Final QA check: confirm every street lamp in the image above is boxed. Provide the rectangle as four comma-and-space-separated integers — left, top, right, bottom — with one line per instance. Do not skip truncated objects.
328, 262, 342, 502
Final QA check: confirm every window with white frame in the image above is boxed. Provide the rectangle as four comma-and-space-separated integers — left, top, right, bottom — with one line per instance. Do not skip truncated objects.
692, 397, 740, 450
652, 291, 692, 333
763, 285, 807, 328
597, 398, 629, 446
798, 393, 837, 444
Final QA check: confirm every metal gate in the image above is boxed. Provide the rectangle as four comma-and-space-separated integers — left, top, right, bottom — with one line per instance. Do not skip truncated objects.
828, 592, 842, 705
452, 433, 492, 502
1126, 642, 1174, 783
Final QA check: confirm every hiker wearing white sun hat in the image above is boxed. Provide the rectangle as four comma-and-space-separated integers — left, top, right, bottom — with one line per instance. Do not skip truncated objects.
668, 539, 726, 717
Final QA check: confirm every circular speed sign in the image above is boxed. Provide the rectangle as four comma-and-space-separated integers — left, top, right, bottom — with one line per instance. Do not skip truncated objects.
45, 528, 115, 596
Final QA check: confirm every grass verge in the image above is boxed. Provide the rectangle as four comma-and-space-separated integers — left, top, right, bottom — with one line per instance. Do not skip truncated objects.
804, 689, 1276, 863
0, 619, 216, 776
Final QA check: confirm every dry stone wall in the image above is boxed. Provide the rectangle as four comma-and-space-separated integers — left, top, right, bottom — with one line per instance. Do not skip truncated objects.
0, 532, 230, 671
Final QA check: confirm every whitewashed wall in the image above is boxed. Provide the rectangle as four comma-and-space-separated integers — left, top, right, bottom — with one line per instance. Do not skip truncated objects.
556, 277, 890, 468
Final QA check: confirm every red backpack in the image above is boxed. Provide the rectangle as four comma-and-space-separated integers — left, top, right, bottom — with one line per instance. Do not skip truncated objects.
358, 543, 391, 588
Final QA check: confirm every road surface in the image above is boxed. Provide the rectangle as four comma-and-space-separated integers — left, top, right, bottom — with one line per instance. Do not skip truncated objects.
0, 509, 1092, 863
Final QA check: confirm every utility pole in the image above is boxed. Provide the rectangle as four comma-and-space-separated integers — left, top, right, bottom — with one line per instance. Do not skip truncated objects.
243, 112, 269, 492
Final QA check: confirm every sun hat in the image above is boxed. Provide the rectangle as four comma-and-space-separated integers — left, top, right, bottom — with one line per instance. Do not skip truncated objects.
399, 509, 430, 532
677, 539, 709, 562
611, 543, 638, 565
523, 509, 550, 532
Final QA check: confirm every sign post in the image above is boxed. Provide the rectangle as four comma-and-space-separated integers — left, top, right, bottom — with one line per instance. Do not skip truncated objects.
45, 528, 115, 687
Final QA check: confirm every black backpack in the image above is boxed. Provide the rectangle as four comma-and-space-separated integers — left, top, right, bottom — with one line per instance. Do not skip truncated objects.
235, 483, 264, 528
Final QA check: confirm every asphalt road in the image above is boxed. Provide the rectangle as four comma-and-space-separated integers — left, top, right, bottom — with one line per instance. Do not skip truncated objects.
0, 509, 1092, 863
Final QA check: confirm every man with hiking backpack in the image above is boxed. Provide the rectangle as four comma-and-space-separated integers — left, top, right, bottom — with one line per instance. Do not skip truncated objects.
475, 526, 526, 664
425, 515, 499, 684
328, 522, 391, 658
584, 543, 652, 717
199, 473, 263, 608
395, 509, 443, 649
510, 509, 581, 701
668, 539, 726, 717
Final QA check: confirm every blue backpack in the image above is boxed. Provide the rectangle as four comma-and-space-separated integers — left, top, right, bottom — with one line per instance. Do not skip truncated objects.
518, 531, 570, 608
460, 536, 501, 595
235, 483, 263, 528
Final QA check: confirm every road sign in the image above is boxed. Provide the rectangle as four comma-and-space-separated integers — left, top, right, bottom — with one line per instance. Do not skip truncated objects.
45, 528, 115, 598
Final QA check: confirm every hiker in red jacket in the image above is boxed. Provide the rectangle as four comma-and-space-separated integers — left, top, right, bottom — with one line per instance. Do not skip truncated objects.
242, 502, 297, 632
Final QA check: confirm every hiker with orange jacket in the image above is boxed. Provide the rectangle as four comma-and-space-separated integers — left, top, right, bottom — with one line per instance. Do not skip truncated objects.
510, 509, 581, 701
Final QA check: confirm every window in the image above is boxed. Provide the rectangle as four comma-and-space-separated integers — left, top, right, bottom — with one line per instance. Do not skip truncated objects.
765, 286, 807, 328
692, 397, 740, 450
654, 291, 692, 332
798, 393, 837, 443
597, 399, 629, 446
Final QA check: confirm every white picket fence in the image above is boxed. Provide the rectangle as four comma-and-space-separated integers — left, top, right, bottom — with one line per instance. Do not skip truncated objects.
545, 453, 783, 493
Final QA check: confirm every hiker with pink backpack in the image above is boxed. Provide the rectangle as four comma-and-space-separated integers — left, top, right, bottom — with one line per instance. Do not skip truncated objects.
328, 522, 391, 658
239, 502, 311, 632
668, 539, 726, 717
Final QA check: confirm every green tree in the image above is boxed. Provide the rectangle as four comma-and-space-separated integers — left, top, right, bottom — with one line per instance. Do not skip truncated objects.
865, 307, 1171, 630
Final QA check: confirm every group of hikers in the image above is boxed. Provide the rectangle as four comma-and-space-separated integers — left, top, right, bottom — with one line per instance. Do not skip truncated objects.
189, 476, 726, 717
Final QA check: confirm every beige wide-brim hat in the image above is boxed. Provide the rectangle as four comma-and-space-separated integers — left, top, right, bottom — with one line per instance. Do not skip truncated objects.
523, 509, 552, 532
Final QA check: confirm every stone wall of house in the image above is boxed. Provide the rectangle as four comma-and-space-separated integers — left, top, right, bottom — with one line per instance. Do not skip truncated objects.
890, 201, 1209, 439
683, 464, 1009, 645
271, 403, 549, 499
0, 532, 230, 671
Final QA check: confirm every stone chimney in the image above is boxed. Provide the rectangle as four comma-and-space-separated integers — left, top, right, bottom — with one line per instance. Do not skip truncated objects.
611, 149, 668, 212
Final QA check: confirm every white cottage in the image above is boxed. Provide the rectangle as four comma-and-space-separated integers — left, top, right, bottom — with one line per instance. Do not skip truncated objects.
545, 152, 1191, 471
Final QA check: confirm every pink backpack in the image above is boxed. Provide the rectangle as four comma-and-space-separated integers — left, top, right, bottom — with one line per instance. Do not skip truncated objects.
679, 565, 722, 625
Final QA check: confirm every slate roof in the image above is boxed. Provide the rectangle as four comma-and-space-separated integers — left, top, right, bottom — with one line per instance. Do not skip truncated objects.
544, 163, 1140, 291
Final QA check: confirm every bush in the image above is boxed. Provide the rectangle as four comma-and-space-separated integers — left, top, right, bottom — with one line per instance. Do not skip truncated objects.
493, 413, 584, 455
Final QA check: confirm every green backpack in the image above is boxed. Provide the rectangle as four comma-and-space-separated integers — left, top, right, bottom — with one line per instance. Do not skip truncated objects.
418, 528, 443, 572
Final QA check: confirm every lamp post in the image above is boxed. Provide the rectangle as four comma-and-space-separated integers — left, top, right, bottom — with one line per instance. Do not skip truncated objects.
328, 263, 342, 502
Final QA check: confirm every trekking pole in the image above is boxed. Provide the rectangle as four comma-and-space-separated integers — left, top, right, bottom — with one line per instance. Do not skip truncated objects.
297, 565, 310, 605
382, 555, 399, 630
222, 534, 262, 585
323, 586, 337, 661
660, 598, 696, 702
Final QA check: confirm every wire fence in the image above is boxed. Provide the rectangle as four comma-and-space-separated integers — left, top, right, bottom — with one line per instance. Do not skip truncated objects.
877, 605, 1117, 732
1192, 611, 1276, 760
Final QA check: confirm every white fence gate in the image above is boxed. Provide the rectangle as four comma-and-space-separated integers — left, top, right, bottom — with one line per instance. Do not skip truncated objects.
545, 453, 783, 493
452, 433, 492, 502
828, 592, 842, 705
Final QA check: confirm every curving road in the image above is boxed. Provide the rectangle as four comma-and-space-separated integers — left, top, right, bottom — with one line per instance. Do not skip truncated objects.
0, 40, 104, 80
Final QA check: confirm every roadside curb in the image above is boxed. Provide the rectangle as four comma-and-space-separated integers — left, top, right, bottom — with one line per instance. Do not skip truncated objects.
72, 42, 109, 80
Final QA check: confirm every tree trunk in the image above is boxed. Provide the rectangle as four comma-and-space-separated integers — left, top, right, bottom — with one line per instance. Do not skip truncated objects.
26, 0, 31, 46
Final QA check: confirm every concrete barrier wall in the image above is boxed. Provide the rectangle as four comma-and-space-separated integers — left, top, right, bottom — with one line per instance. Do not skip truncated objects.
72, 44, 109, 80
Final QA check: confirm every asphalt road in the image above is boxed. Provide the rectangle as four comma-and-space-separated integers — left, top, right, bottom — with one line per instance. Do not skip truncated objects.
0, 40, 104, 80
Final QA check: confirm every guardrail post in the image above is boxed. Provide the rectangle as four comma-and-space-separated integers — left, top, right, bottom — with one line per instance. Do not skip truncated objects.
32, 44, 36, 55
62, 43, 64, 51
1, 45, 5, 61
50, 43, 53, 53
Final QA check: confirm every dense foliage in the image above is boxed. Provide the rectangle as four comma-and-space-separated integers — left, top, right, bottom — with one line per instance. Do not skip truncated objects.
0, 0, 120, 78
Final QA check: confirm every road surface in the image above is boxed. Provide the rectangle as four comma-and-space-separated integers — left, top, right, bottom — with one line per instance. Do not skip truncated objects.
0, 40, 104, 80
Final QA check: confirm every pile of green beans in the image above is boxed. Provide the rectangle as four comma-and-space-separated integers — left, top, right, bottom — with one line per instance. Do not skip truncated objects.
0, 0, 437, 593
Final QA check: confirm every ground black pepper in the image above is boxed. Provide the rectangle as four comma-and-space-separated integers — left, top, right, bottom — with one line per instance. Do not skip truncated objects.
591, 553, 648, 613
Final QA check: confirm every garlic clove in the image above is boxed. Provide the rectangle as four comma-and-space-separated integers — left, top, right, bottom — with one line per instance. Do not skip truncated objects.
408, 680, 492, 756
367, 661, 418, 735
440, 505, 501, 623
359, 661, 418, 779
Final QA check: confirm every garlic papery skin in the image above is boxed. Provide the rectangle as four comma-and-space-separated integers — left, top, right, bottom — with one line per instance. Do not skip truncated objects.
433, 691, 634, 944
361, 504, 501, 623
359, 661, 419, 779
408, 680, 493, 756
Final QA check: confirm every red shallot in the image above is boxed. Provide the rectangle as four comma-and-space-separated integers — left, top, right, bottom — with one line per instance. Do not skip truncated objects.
────────
* [Task description]: Copy out the entries word for word, from the first line through the line containing "0, 619, 216, 776", with both of those lines included.

* [Result of the task]:
Final QA check: confirm every street lamp in the image above is boxed. Provide the rectangle as four comma-and-space-separated integers — left, top, right, bottom — with one line per instance. Do not skip truncated objects.
328, 262, 342, 502
Final QA check: confirm every window with white frame in the image above is boxed. Provide the rectangle as four comma-and-space-separated integers — left, top, right, bottom — with one line per instance. Do not skip truncated objects.
692, 397, 740, 450
652, 291, 692, 333
763, 285, 807, 328
597, 398, 629, 446
798, 393, 837, 444
Final QA check: confirm every metal gate in the image above is boxed. Provide the rectangle as four comma-and-space-separated integers — left, top, right, bottom — with one line per instance. Do not skip truncated objects.
828, 592, 842, 705
452, 433, 492, 502
1126, 642, 1174, 783
Final QA check: confirm every hiker wearing white sun hat in the image above is boxed. Provide the rectangle as four comma-and-space-separated integers — left, top, right, bottom — with one line per instance. Do not skip truncated objects.
668, 539, 726, 717
Final QA check: confirm every circular speed sign in the image above is boxed. Provide the rectangle as four comma-and-space-separated integers — left, top, right, bottom — with one line per instance. Do not skip truncated objects.
45, 528, 115, 596
Final QA check: confirm every grass verge in the image above is boxed. Provide the rectangle as four comma-and-space-separated integers — left, top, right, bottom — with one line per instance. Do not skip truncated objects.
804, 689, 1276, 863
0, 619, 216, 776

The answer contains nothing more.